» PROVIDED TEXT:

+ + +

It started happening to me recently as well. I wasn't watching the system
closely, so I didn't get to it until things were in real bad shape: 12000
inodes get eaten up, and I'm getting complaints all over the console screen.
I reboot, fsck tells me that the inode count is wrong in my /usr/spool
partition (where news gets stored and unpacked), and we're back to normal
for another few days to few weeks. I've never been around when things started
going bad, so I've never found the culprit. Maybe this is it? Something is
very strange, since I can't imagine rnews having a valid need for so many
inodes no matter *what*! We don't get more than around 6-7000 articles in a
whole week!

<Is there something that
<I've done wrong, for which these files are evidence?

Same question here. I also agree with his complaint about rnews:

<BTW, there's also what I consider a bug in rnews here:  when
<it fails to unpack the news (in this case, because there are
<no inodes), it throws away the news file.... It would
<have been easier if there were someway I could tell rnews "If 
<you have trouble with unpacking a file, leave it in directory
<<X>, send me mail, and I'll take care of it."
<-- 
<John Chambers <{adelie,ima,maynard,mit-eddie}!minya!{jc,root}> (617/484-6393)

Do any of you news-hackers have any ideas? HELP!
-- 
  OOO   __| ___      Peter Holzmann, Octopus Enterprises
 OOOOOOO___/ _______ USPS: 19611 La Mar Court, Cupertino, CA 95014
  OOOOO \___/        UUCP: {hpda,pyramid}!octopus!pete
___| \_____          Phone: 408/996-7746

david@ms.uky.edu (David Herron -- Resident E-mail Hack) (12/28/87)

guys ...

+ + +

» INFORMATION SHOWN:
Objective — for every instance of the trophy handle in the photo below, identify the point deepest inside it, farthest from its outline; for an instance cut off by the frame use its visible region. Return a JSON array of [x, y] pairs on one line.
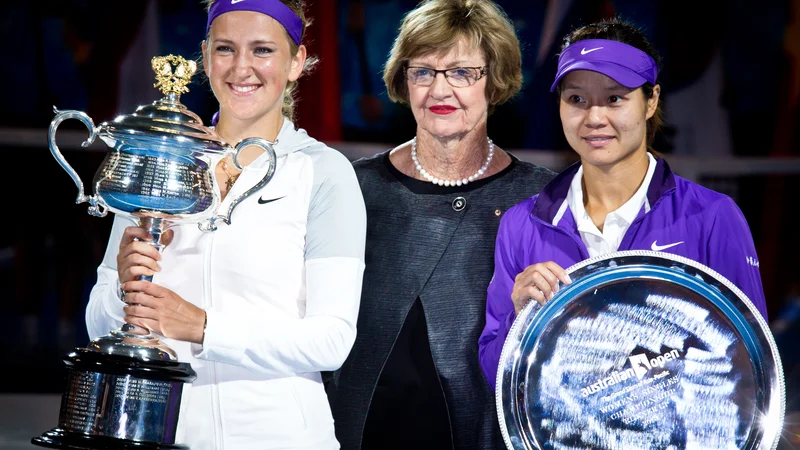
[[97, 207], [267, 146]]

+ + +

» THINGS TO DO:
#1 Summarize the forum post in two sentences.
#2 From the forum post, print the passage starting at "It started happening" and ending at "the console screen.".

» THE RESPONSES:
#1 The writer reports that about 12000 inodes periodically get used up in the /usr/spool partition where news is stored and unpacked, which a reboot and fsck set right for a few days to a few weeks, though the culprit has never been found. Doubting that rnews could validly need so many inodes, the writer agrees with a quoted complaint that rnews throws away the news file when it fails to unpack it and asks other news hackers for ideas.

#2
It started happening to me recently as well. I wasn't watching the system
closely, so I didn't get to it until things were in real bad shape: 12000
inodes get eaten up, and I'm getting complaints all over the console screen.